Free-text object descriptions:

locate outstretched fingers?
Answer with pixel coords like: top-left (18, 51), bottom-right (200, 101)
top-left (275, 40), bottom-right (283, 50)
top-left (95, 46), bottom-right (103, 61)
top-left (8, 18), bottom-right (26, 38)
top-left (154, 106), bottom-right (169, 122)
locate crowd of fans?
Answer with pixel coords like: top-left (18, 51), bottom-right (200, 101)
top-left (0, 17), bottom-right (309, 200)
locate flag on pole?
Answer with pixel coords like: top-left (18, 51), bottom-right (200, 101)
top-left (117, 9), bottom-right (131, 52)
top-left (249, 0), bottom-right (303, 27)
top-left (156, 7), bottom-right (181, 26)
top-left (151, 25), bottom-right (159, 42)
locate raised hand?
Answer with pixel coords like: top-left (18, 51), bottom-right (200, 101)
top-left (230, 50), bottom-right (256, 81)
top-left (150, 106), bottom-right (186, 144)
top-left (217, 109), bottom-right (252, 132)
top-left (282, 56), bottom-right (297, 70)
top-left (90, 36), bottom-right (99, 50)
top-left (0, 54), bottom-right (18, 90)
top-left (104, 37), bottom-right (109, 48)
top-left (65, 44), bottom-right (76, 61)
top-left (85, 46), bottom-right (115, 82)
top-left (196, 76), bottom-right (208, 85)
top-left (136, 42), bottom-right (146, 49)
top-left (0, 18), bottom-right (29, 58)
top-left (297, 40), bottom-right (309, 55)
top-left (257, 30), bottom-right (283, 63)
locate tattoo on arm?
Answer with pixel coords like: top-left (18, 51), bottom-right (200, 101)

---

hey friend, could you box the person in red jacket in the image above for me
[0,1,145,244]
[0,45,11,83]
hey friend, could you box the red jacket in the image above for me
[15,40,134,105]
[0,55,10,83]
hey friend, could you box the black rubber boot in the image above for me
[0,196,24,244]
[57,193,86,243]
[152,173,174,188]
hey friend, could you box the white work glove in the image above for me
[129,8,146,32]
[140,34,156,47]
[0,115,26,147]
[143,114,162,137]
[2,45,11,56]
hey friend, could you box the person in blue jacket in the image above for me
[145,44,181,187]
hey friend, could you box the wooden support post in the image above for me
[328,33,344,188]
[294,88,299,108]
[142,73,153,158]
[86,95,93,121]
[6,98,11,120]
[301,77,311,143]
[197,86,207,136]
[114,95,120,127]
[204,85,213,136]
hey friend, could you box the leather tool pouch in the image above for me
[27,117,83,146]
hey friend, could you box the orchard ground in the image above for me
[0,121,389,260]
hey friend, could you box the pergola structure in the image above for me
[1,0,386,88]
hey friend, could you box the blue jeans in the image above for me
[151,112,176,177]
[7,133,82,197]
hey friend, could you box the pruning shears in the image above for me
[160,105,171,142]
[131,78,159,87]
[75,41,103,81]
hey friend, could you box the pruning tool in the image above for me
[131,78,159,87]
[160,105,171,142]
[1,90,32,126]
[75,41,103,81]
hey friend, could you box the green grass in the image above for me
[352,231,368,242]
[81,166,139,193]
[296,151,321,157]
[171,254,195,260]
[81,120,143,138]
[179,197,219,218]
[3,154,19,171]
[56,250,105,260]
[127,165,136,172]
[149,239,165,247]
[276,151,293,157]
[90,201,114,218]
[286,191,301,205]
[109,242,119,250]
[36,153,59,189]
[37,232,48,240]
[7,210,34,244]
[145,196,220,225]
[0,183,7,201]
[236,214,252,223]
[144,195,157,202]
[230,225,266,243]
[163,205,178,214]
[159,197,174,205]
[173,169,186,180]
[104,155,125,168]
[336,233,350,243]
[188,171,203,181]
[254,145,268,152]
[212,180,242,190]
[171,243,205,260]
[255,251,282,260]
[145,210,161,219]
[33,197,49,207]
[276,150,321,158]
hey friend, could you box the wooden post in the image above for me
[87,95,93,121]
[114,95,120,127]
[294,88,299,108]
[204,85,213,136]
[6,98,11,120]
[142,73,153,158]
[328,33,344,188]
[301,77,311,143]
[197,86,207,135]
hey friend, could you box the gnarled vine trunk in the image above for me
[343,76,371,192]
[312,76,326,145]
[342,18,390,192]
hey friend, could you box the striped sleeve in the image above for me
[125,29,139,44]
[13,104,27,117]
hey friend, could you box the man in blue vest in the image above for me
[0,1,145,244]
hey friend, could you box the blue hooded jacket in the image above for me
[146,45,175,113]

---

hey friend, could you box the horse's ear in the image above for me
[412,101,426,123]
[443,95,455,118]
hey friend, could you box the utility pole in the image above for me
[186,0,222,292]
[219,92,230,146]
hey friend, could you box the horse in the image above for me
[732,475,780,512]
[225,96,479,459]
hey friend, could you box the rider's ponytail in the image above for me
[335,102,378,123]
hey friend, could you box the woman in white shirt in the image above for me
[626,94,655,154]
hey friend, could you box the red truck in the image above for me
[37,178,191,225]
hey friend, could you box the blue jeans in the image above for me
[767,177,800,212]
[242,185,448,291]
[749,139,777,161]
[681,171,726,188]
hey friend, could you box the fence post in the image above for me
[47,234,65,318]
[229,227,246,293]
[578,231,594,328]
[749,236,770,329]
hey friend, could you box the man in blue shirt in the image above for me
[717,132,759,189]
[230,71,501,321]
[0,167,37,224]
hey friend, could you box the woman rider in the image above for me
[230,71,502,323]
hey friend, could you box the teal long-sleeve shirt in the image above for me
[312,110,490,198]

- _WHAT NEEDS TO BE DONE_
Filter the records above, keeping each line that contains the word "locate".

- _FINISHED EXERCISE_
locate outstretched fingers?
locate crowd of fans?
locate flag on pole?
locate raised hand?
locate tattoo on arm?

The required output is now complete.